■ EXERCISE ■
Transcribe every line of the items below word for word, and leave the pictures out of your answer.

★ ★ ★

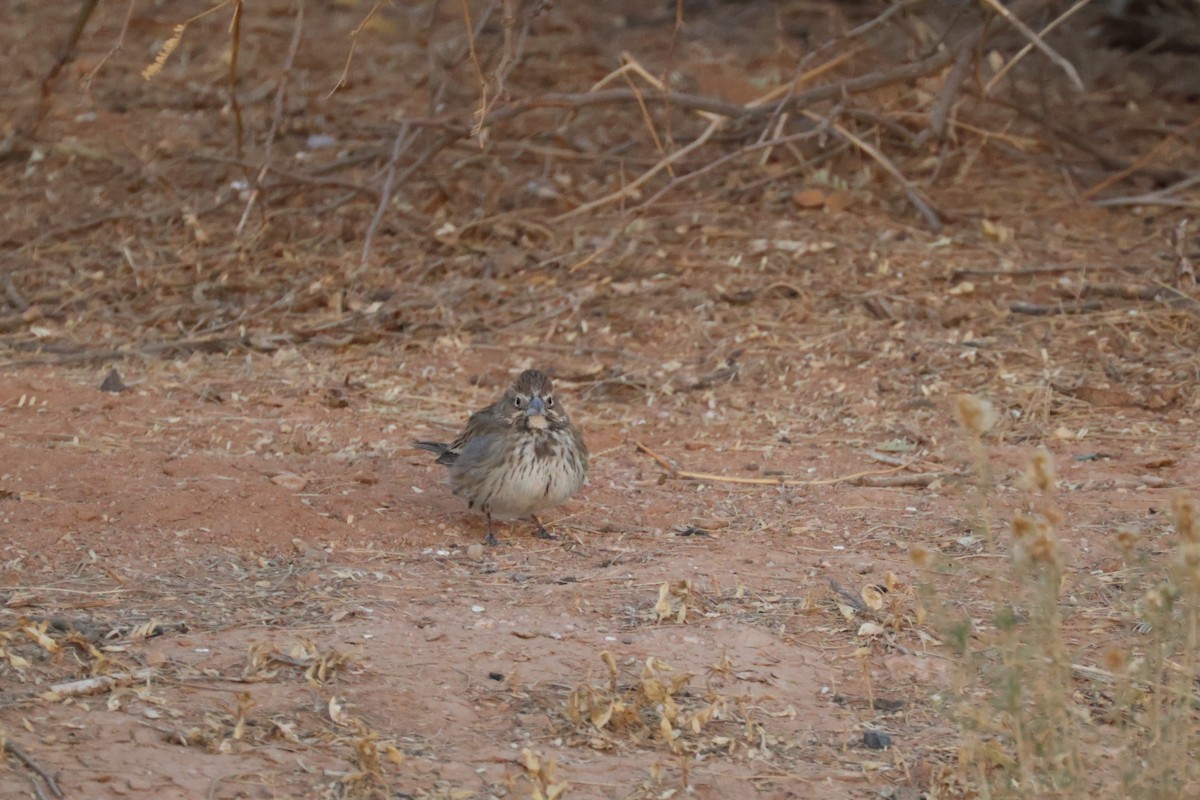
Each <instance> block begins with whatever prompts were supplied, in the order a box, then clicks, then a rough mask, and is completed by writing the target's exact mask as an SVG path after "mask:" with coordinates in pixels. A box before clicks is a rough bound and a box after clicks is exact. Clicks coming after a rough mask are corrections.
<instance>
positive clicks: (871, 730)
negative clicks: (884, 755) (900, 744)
mask: <svg viewBox="0 0 1200 800" xmlns="http://www.w3.org/2000/svg"><path fill="white" fill-rule="evenodd" d="M863 744H864V745H866V746H868V748H870V750H887V748H888V747H890V746H892V736H889V735H888V734H886V733H883V732H882V730H868V732H865V733H864V734H863Z"/></svg>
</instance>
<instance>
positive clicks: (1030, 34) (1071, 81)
mask: <svg viewBox="0 0 1200 800" xmlns="http://www.w3.org/2000/svg"><path fill="white" fill-rule="evenodd" d="M983 2H984V4H985V5H986V6H988V7H989V8H991V10H992V11H995V12H996V13H997V14H1000V16H1001V17H1003V18H1004V20H1006V22H1007V23H1008V24H1009V25H1012V26H1013V28H1015V29H1016V30H1018V31H1020V32H1021V36H1024V37H1025V38H1027V40H1030V43H1031V44H1033V46H1034V47H1036V48H1038V49H1039V50H1040V52H1042V54H1043V55H1044V56H1046V58H1048V59H1050V61H1052V62H1054V64H1055V65H1057V66H1058V68H1060V70H1062V71H1063V72H1064V73H1067V78H1068V79H1069V80H1070V83H1072V84H1074V86H1075V89H1076V90H1079V91H1084V80H1082V78H1080V77H1079V71H1078V70H1075V66H1074V65H1073V64H1072V62H1070V61H1068V60H1067V59H1064V58H1062V56H1061V55H1058V53H1057V52H1055V49H1054V48H1051V47H1050V46H1049V44H1046V43H1045V42H1044V41H1043V40H1042V37H1040V36H1038V35H1037V34H1034V32H1033V30H1032V29H1031V28H1030V26H1028V25H1026V24H1025V23H1022V22H1021V20H1020V18H1019V17H1016V14H1014V13H1013V12H1012V11H1009V10H1008V8H1006V7H1004V6H1003V5H1001V4H1000V2H998V0H983ZM1046 30H1049V28H1048V29H1046Z"/></svg>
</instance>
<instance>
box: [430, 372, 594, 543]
mask: <svg viewBox="0 0 1200 800" xmlns="http://www.w3.org/2000/svg"><path fill="white" fill-rule="evenodd" d="M413 446H414V447H418V449H420V450H427V451H428V452H432V453H436V455H437V457H438V458H437V463H438V464H443V465H444V467H446V468H448V469H449V482H450V489H451V491H452V492H454V493H455V494H456V495H457V497H461V498H463V499H464V500H467V505H468V506H469V507H470V509H472V510H474V511H479V512H481V513H482V515H484V518H485V519H486V522H487V539H486V540H485V541H486V542H487V543H488V545H496V533H494V530H493V529H492V519H522V518H526V517H529V518H532V519H533V522H534V523H535V524H536V525H538V528H536V531H535V535H536V536H538V537H540V539H553V536H552V535H551V534H550V531H547V530H546V527H545V525H542V524H541V519H539V518H538V513H539V512H542V511H546V510H547V509H552V507H554V506H557V505H562V504H563V503H565V501H566V500H569V499H570V498H571V497H572V495H574V494H575V493H576V492H578V491H580V488H582V486H583V483H584V481H586V480H587V475H588V447H587V445H586V444H584V441H583V434H582V433H580V429H578V428H577V427H575V426H574V425H572V423H571V420H570V417H569V416H568V415H566V410H565V409H564V408H563V404H562V402H560V401H559V399H558V398H556V397H554V387H553V384H552V383H551V380H550V377H547V375H546V373H545V372H541V371H540V369H526V371H524V372H522V373H521V374H520V375H518V377H517V379H516V380H515V381H514V383H512V385H511V386H509V389H508V390H506V391H505V392H504V395H503V396H502V397H500V398H499V399H497V401H496V402H494V403H492V404H491V405H488V407H487V408H482V409H480V410H478V411H475V413H474V414H472V415H470V417H469V419H468V420H467V427H466V428H464V429H463V432H462V433H461V434H458V438H457V439H455V440H454V441H451V443H450V444H445V443H442V441H413Z"/></svg>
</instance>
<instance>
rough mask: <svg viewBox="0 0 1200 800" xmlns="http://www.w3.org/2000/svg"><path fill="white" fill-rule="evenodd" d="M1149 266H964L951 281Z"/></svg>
mask: <svg viewBox="0 0 1200 800" xmlns="http://www.w3.org/2000/svg"><path fill="white" fill-rule="evenodd" d="M1147 269H1148V267H1145V266H1132V265H1128V264H1061V265H1054V266H1026V267H1021V269H1019V270H991V269H982V267H971V266H968V267H964V269H960V270H954V271H953V272H950V281H952V282H953V281H959V279H961V278H992V277H996V278H1002V277H1014V278H1020V277H1036V276H1043V275H1063V273H1066V272H1144V271H1145V270H1147Z"/></svg>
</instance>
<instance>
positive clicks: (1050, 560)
mask: <svg viewBox="0 0 1200 800" xmlns="http://www.w3.org/2000/svg"><path fill="white" fill-rule="evenodd" d="M1028 555H1030V560H1031V561H1032V563H1033V564H1039V565H1044V566H1057V565H1058V542H1057V540H1056V539H1055V535H1054V528H1051V527H1050V525H1038V533H1037V534H1036V535H1034V536H1033V541H1032V542H1030V546H1028Z"/></svg>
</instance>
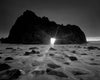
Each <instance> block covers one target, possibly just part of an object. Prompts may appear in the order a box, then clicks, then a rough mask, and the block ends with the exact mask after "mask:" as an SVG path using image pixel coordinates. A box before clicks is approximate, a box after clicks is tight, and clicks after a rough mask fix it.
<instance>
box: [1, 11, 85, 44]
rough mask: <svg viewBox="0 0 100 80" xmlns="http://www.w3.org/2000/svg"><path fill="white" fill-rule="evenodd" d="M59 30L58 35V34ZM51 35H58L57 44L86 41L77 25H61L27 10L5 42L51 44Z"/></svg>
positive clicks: (77, 42) (81, 43) (56, 35)
mask: <svg viewBox="0 0 100 80" xmlns="http://www.w3.org/2000/svg"><path fill="white" fill-rule="evenodd" d="M56 30H58V31H57V35H56V36H55V34H56ZM51 37H56V38H57V41H56V44H82V43H86V37H85V34H84V32H83V31H82V30H81V29H80V28H79V27H78V26H76V25H70V24H68V25H66V26H64V25H60V24H56V23H55V22H53V21H49V19H48V18H47V17H42V18H41V17H38V16H37V15H36V14H35V13H34V12H32V11H29V10H26V11H25V12H24V13H23V15H21V16H20V17H18V19H17V20H16V22H15V24H14V25H13V26H12V28H11V30H10V33H9V36H8V38H6V39H2V40H1V41H2V42H4V43H21V44H49V42H50V41H49V40H50V38H51Z"/></svg>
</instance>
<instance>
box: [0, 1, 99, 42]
mask: <svg viewBox="0 0 100 80" xmlns="http://www.w3.org/2000/svg"><path fill="white" fill-rule="evenodd" d="M25 10H32V11H33V12H35V13H36V14H37V15H38V16H40V17H42V16H46V17H48V18H49V19H50V20H52V21H55V22H56V23H58V24H64V25H67V24H74V25H78V26H79V27H80V28H81V29H82V30H83V32H84V33H85V35H86V37H88V40H90V39H93V38H96V39H98V40H100V0H0V37H7V36H8V35H9V31H10V29H11V27H12V26H13V25H14V23H15V21H16V19H17V17H19V16H20V15H22V14H23V12H24V11H25Z"/></svg>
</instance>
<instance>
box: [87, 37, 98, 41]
mask: <svg viewBox="0 0 100 80" xmlns="http://www.w3.org/2000/svg"><path fill="white" fill-rule="evenodd" d="M86 39H87V41H100V37H87V38H86Z"/></svg>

★ ★ ★

■ ANSWER BELOW ■
Each <instance> block begins with whatever prompts were supplied, in the order a box, then clicks, then a rough mask, and is completed by writing the target's exact mask as an SVG path after "mask:" with coordinates in pixels. A box before clicks is a rough bound and a box after clicks is exact. Clicks coming after a rough mask are corrections.
<instance>
positive clicks: (871, 730)
negative clicks: (884, 755) (900, 744)
mask: <svg viewBox="0 0 1200 800" xmlns="http://www.w3.org/2000/svg"><path fill="white" fill-rule="evenodd" d="M863 744H864V745H866V746H868V748H870V750H887V748H888V747H890V746H892V736H889V735H888V734H886V733H883V732H882V730H868V732H865V733H864V734H863Z"/></svg>
</instance>
<instance>
positive clicks: (1030, 34) (1071, 81)
mask: <svg viewBox="0 0 1200 800" xmlns="http://www.w3.org/2000/svg"><path fill="white" fill-rule="evenodd" d="M983 2H984V4H985V5H986V6H988V7H989V8H991V10H992V11H995V12H996V13H997V14H1000V16H1001V17H1003V18H1004V20H1006V22H1007V23H1008V24H1009V25H1012V26H1013V28H1015V29H1016V30H1018V31H1020V32H1021V36H1024V37H1025V38H1027V40H1030V43H1031V44H1033V46H1034V47H1036V48H1038V49H1039V50H1040V52H1042V54H1043V55H1044V56H1046V58H1048V59H1050V61H1052V62H1054V64H1055V65H1057V66H1058V68H1060V70H1062V71H1063V72H1064V73H1067V78H1068V79H1069V80H1070V83H1072V84H1074V86H1075V89H1076V90H1079V91H1084V80H1082V78H1080V77H1079V71H1078V70H1075V66H1074V65H1073V64H1072V62H1070V61H1068V60H1067V59H1064V58H1062V56H1061V55H1058V53H1057V52H1055V49H1054V48H1051V47H1050V46H1049V44H1046V43H1045V42H1044V41H1043V40H1042V37H1040V36H1038V35H1037V34H1034V32H1033V30H1032V29H1031V28H1030V26H1028V25H1026V24H1025V23H1022V22H1021V20H1020V18H1019V17H1016V14H1014V13H1013V12H1012V11H1009V10H1008V8H1006V7H1004V6H1003V5H1001V4H1000V2H998V0H983ZM1046 30H1049V28H1048V29H1046Z"/></svg>
</instance>
<instance>
box: [430, 372, 594, 543]
mask: <svg viewBox="0 0 1200 800" xmlns="http://www.w3.org/2000/svg"><path fill="white" fill-rule="evenodd" d="M413 446H414V447H418V449H420V450H427V451H428V452H432V453H436V455H437V457H438V458H437V463H438V464H443V465H444V467H446V468H448V469H449V482H450V489H451V491H452V492H454V493H455V494H456V495H457V497H461V498H463V499H464V500H467V505H468V506H469V507H470V509H472V510H474V511H479V512H481V513H482V515H484V518H485V519H486V522H487V539H486V540H485V541H486V542H487V543H488V545H496V533H494V530H493V529H492V519H522V518H526V517H529V518H532V519H533V522H534V523H535V524H536V525H538V528H536V531H535V535H536V536H538V537H540V539H553V536H552V535H551V534H550V531H547V530H546V527H545V525H542V524H541V519H539V518H538V513H539V512H542V511H546V510H547V509H552V507H554V506H557V505H562V504H563V503H565V501H566V500H569V499H570V498H571V497H572V495H574V494H575V493H576V492H578V491H580V488H582V486H583V483H584V481H586V480H587V475H588V447H587V445H586V444H584V441H583V434H582V433H580V429H578V428H577V427H575V426H574V425H572V423H571V420H570V417H569V416H568V415H566V410H565V409H564V408H563V404H562V402H560V401H559V399H558V398H556V397H554V387H553V384H552V383H551V380H550V377H547V375H546V373H545V372H541V371H540V369H526V371H524V372H522V373H521V374H520V375H518V377H517V379H516V380H515V381H514V383H512V385H511V386H509V389H508V390H506V391H505V392H504V395H503V396H502V397H500V398H499V399H497V401H496V402H494V403H492V404H491V405H488V407H487V408H482V409H480V410H478V411H475V413H474V414H472V415H470V417H469V419H468V420H467V427H466V428H464V429H463V432H462V433H461V434H458V438H457V439H455V440H454V441H451V443H450V444H445V443H442V441H413Z"/></svg>
</instance>
<instance>
rough mask: <svg viewBox="0 0 1200 800" xmlns="http://www.w3.org/2000/svg"><path fill="white" fill-rule="evenodd" d="M1149 266H964L951 281Z"/></svg>
mask: <svg viewBox="0 0 1200 800" xmlns="http://www.w3.org/2000/svg"><path fill="white" fill-rule="evenodd" d="M1147 269H1148V267H1145V266H1132V265H1128V264H1061V265H1054V266H1026V267H1021V269H1019V270H991V269H982V267H971V266H968V267H964V269H960V270H954V271H953V272H950V281H952V282H953V281H959V279H961V278H992V277H996V278H1002V277H1014V278H1020V277H1036V276H1043V275H1063V273H1066V272H1144V271H1145V270H1147Z"/></svg>
</instance>
<instance>
positive clicks: (1050, 560)
mask: <svg viewBox="0 0 1200 800" xmlns="http://www.w3.org/2000/svg"><path fill="white" fill-rule="evenodd" d="M1028 555H1030V560H1031V561H1032V563H1033V564H1039V565H1044V566H1057V565H1058V542H1057V540H1056V539H1055V535H1054V528H1051V527H1050V525H1038V533H1037V534H1036V535H1034V536H1033V541H1032V542H1030V546H1028Z"/></svg>
</instance>
Each <instance> block covers one target, possibly just part of an object. Prompts may appear in the order a box, then clicks, then a rough mask, and the block ends with the exact mask after "mask:" as an SVG path using image pixel coordinates. A box before clicks is approximate, a box after clicks is tight, and clicks after a rough mask fix it.
<instance>
box: [1, 11, 85, 44]
rough mask: <svg viewBox="0 0 100 80" xmlns="http://www.w3.org/2000/svg"><path fill="white" fill-rule="evenodd" d="M59 30L58 35V34ZM51 35H58L57 44L86 41L77 25H61L27 10L5 42L51 44Z"/></svg>
positive clicks: (77, 42) (81, 43) (56, 35)
mask: <svg viewBox="0 0 100 80" xmlns="http://www.w3.org/2000/svg"><path fill="white" fill-rule="evenodd" d="M56 30H58V31H57V35H56V36H55V34H56ZM51 37H56V38H57V41H56V44H82V43H86V37H85V34H84V32H83V31H82V30H81V29H80V28H79V27H78V26H76V25H70V24H68V25H66V26H64V25H60V24H56V23H55V22H53V21H49V19H48V18H47V17H42V18H41V17H38V16H37V15H36V14H35V13H34V12H32V11H29V10H26V11H25V12H24V13H23V15H21V16H20V17H18V19H17V20H16V22H15V24H14V25H13V26H12V28H11V30H10V33H9V36H8V38H6V39H2V40H1V41H2V42H4V43H21V44H49V42H50V41H49V40H50V38H51Z"/></svg>
</instance>
<instance>
box: [0, 1, 99, 42]
mask: <svg viewBox="0 0 100 80" xmlns="http://www.w3.org/2000/svg"><path fill="white" fill-rule="evenodd" d="M25 10H32V11H33V12H35V13H36V14H37V15H38V16H40V17H42V16H46V17H48V18H49V19H50V20H52V21H55V22H56V23H58V24H64V25H67V24H74V25H78V26H79V27H80V28H81V29H82V30H83V32H84V33H85V35H86V37H88V40H90V39H93V38H96V39H98V40H100V0H0V37H7V36H8V35H9V31H10V29H11V27H12V26H13V25H14V23H15V21H16V19H17V17H19V16H20V15H22V14H23V12H24V11H25Z"/></svg>
</instance>
<instance>
box: [87, 37, 98, 41]
mask: <svg viewBox="0 0 100 80" xmlns="http://www.w3.org/2000/svg"><path fill="white" fill-rule="evenodd" d="M86 39H87V41H100V37H87V38H86Z"/></svg>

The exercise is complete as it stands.